-- BEGIN LISTED RECORDS --

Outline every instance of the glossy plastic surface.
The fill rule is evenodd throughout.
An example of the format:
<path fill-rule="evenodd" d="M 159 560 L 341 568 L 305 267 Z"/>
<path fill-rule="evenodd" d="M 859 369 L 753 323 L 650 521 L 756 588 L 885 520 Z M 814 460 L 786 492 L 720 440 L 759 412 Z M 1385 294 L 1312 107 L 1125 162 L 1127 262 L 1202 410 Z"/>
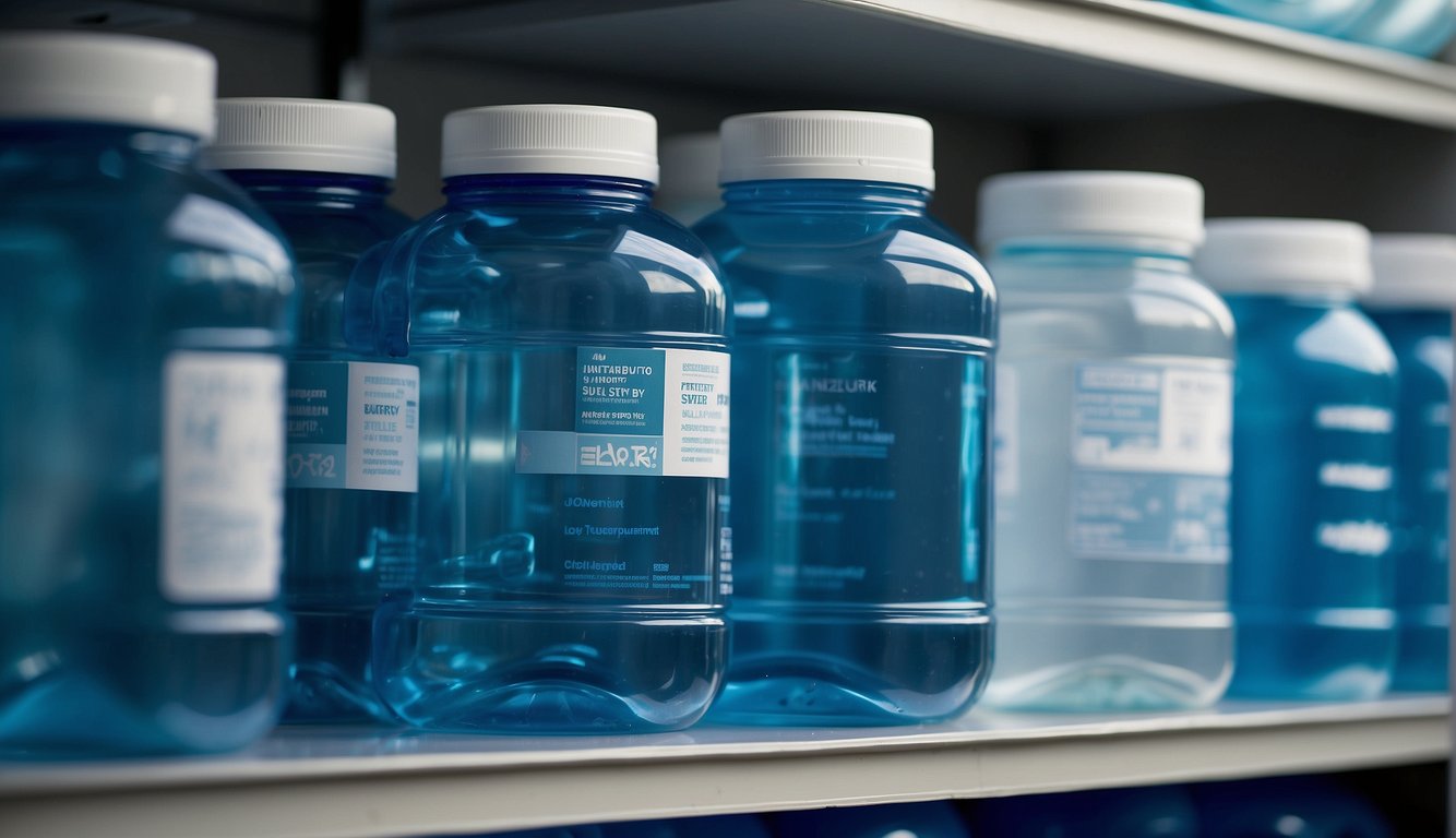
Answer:
<path fill-rule="evenodd" d="M 1364 15 L 1341 29 L 1341 38 L 1430 57 L 1456 36 L 1452 0 L 1374 0 Z"/>
<path fill-rule="evenodd" d="M 198 173 L 195 151 L 153 131 L 0 124 L 0 748 L 10 755 L 226 751 L 277 719 L 281 604 L 165 594 L 163 367 L 178 354 L 255 359 L 275 365 L 281 397 L 278 358 L 294 327 L 291 265 L 272 224 Z M 214 445 L 217 418 L 191 404 L 197 423 L 176 432 Z M 268 419 L 281 438 L 281 406 Z M 281 468 L 274 452 L 280 461 L 261 468 Z M 218 554 L 248 531 L 186 522 Z"/>
<path fill-rule="evenodd" d="M 293 370 L 297 362 L 381 361 L 345 343 L 344 294 L 364 253 L 409 224 L 384 205 L 389 182 L 313 172 L 226 176 L 293 246 L 300 284 Z M 290 480 L 306 467 L 290 458 Z M 370 639 L 374 610 L 414 580 L 415 496 L 290 486 L 285 499 L 284 599 L 294 618 L 294 661 L 284 722 L 387 722 L 370 679 Z"/>
<path fill-rule="evenodd" d="M 779 838 L 970 838 L 945 800 L 783 812 L 772 821 Z"/>
<path fill-rule="evenodd" d="M 520 439 L 579 428 L 588 356 L 725 352 L 712 262 L 644 183 L 470 176 L 446 195 L 348 320 L 351 345 L 408 338 L 421 367 L 421 566 L 376 624 L 383 695 L 431 729 L 690 725 L 724 666 L 725 480 L 533 473 Z"/>
<path fill-rule="evenodd" d="M 1450 649 L 1452 314 L 1374 311 L 1395 349 L 1401 402 L 1395 460 L 1392 690 L 1446 690 Z"/>
<path fill-rule="evenodd" d="M 1232 694 L 1358 700 L 1395 659 L 1396 362 L 1341 300 L 1229 298 L 1233 431 Z"/>
<path fill-rule="evenodd" d="M 1057 711 L 1213 704 L 1233 665 L 1227 308 L 1187 258 L 1137 247 L 1008 247 L 992 272 L 1002 365 L 986 701 Z M 1162 377 L 1163 394 L 1156 384 L 1088 390 L 1093 372 Z M 1171 375 L 1211 394 L 1174 407 Z M 1133 419 L 1098 413 L 1107 404 Z M 1162 425 L 1149 420 L 1160 413 Z M 1178 448 L 1184 434 L 1204 468 Z M 1147 457 L 1130 448 L 1143 444 L 1162 454 L 1139 466 Z"/>
<path fill-rule="evenodd" d="M 994 291 L 927 196 L 738 183 L 695 228 L 737 330 L 734 646 L 715 719 L 943 719 L 990 669 Z"/>
<path fill-rule="evenodd" d="M 980 800 L 974 822 L 996 838 L 1198 838 L 1192 796 L 1178 786 Z"/>
<path fill-rule="evenodd" d="M 1367 800 L 1324 777 L 1192 787 L 1203 838 L 1390 838 Z"/>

-- END LISTED RECORDS --

▸ WHAT TO DO: Convert the items, starting at the beginning and ending at the line containing "1364 15 L 1341", into a two-column CSV with the columns "prompt" and "response": one row per request, holding its text and its answer, each in a single quoted field with line breaks replaced by spaces. Leave the picture out.

▸ IN RESPONSE:
prompt,response
"Outline every instance of the glossy plastic surface. The fill rule is evenodd throughout. An example of the format: <path fill-rule=""evenodd"" d=""M 159 560 L 341 568 L 305 267 Z""/> <path fill-rule=""evenodd"" d=""M 859 369 L 753 323 L 650 521 L 756 588 L 885 520 Z M 814 460 L 786 492 L 720 440 L 759 412 Z M 1385 294 L 1312 107 L 1125 162 L 1127 262 L 1202 410 Z""/> Answer:","<path fill-rule=""evenodd"" d=""M 1364 15 L 1341 29 L 1341 38 L 1430 57 L 1456 36 L 1452 0 L 1374 0 Z""/>"